══ Selected extract

11-Looking for a Good Rock: Confessions of a White Knuckle Cruising Spouse

When we reached Charleston, South Carolina, we breathed a sigh of relief. We could stock up on groceries, eat in good restaurants, and do laundry.

Certain rituals seem to be ageless. One is the gathering of women to beat dirty clothes against rocks, to share a little gossip, and to generally pass the time.

This ritual continues for boaters…it’s called the marina laundry room.

Whenever we were in a marina Mark would haul a big bag of dirty clothes to the laundry room while I tagged along with laptop, book, quarters, detergent and softener sheets.  He would deposit the bag and leave. I would fill up two or more washers and sit down to wait at least two hours until clothes were washed and dried.

Unless others were there before me.

In Charleston Maritime Center there are two washers. A sign asks you to use only one machine, reserving the second one for someone else. The day I went, both were in use. Another woman arrived right after me. We both knew we had at least three hours in the laundry room, provided the people using the other washers showed up.

════

» **Exercises to complete**:
1) Duplicate the part of the marina laundry essay between "When we reached" and "washed and dried.", inclusive.
2) Name every item the narrator of the marina laundry essay brought to the laundry room while Mark carried the bag of dirty clothes.
These lines have nothing to do with the marina laundry essay.

══ Provided material

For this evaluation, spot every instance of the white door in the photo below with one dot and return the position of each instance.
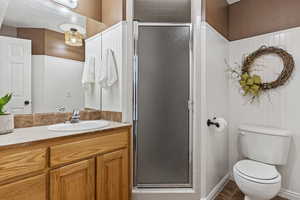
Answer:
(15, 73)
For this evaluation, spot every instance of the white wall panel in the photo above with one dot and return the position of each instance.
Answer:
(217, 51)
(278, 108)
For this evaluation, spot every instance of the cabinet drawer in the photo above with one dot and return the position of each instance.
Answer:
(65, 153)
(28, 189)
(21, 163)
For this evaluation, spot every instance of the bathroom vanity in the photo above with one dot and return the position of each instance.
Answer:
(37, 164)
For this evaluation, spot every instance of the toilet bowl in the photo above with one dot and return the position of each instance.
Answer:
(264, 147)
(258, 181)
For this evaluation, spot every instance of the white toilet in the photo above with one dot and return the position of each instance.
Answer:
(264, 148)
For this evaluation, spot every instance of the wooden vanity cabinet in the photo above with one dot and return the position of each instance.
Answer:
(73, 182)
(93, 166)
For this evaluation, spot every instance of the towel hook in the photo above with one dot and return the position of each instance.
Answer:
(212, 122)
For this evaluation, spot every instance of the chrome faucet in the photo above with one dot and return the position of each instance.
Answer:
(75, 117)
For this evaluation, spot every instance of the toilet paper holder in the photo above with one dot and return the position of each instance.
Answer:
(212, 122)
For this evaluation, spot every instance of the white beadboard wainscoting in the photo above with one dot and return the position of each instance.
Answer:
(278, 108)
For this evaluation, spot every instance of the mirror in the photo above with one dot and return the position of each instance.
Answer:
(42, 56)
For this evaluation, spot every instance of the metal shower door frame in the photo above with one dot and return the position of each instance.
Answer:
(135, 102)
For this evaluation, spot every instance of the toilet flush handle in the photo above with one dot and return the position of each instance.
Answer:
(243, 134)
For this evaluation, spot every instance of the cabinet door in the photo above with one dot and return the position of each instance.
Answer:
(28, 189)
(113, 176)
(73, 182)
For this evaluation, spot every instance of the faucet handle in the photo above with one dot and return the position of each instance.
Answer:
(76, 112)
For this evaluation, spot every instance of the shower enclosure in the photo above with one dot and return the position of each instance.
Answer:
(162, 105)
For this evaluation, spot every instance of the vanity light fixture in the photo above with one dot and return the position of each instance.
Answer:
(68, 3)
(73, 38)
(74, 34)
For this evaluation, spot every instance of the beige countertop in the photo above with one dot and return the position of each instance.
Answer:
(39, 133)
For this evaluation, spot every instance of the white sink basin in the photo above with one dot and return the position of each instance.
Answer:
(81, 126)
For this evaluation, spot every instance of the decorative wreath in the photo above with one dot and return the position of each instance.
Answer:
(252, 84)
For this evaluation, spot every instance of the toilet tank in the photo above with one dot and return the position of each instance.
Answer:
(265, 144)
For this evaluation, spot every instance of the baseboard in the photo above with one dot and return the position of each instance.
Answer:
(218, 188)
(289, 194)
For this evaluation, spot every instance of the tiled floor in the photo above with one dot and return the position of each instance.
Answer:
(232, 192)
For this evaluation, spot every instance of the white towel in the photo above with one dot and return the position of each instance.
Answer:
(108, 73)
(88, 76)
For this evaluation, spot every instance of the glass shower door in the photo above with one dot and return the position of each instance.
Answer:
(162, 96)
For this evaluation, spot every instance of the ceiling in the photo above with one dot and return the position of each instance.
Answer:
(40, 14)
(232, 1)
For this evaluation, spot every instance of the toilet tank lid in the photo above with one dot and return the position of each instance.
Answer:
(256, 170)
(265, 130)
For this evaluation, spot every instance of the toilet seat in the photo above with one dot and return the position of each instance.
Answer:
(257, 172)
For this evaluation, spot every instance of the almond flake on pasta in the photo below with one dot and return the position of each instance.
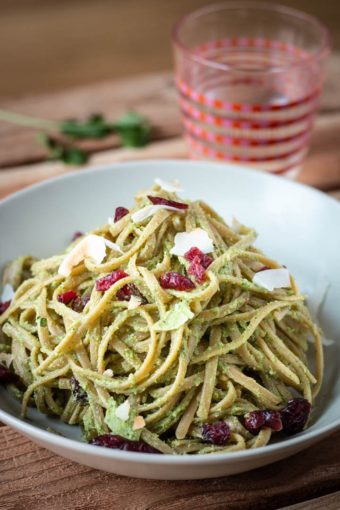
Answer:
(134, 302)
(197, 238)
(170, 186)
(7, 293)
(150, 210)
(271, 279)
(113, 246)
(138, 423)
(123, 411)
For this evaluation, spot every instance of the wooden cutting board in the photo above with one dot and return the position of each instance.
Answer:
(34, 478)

════
══ Provided material

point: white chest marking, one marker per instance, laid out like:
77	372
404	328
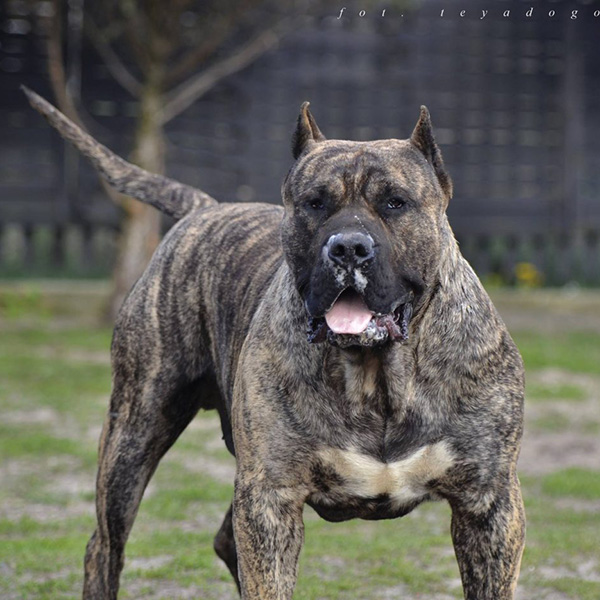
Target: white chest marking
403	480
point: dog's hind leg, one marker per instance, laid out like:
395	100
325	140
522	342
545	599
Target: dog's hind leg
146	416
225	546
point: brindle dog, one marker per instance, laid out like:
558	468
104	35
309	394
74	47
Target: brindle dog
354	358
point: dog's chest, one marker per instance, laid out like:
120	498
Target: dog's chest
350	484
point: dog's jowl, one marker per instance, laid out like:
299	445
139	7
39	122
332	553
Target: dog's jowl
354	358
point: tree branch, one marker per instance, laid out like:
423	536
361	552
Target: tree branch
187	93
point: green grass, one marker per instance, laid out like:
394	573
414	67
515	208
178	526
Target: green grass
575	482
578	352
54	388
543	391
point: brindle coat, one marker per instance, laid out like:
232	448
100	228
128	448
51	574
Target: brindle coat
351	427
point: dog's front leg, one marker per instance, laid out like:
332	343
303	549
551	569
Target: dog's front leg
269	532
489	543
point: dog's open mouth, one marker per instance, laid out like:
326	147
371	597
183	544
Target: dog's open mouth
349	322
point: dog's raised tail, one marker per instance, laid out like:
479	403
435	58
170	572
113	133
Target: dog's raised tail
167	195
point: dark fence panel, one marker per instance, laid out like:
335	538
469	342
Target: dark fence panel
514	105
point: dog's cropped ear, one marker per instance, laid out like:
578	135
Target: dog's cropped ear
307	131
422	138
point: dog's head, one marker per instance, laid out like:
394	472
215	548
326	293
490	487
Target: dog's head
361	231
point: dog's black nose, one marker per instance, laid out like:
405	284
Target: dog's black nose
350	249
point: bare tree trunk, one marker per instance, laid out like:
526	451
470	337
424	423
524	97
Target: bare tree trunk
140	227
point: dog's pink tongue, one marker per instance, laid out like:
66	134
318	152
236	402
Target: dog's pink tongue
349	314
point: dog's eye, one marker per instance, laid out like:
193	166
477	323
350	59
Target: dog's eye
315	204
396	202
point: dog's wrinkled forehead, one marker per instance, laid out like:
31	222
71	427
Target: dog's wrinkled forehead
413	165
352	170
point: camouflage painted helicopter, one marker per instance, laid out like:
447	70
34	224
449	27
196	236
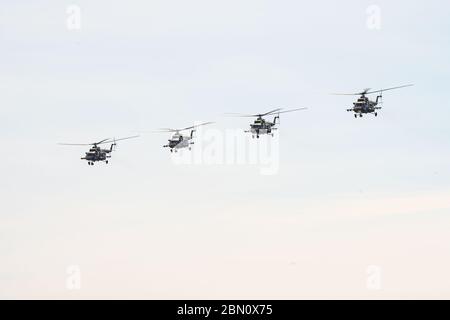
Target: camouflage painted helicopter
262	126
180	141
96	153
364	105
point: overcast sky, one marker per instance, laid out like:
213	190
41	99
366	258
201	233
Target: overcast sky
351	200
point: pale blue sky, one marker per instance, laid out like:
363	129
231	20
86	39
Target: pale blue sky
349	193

════

» **Results for the exercise**:
1)
When we reached Charleston, South Carolina, we breathed a sigh of relief. We could stock up on groceries, eat in good restaurants, and do laundry.

Certain rituals seem to be ageless. One is the gathering of women to beat dirty clothes against rocks, to share a little gossip, and to generally pass the time.

This ritual continues for boaters…it’s called the marina laundry room.

Whenever we were in a marina Mark would haul a big bag of dirty clothes to the laundry room while I tagged along with laptop, book, quarters, detergent and softener sheets.  He would deposit the bag and leave. I would fill up two or more washers and sit down to wait at least two hours until clothes were washed and dried.

2) Laptop, book, quarters, detergent, softener sheets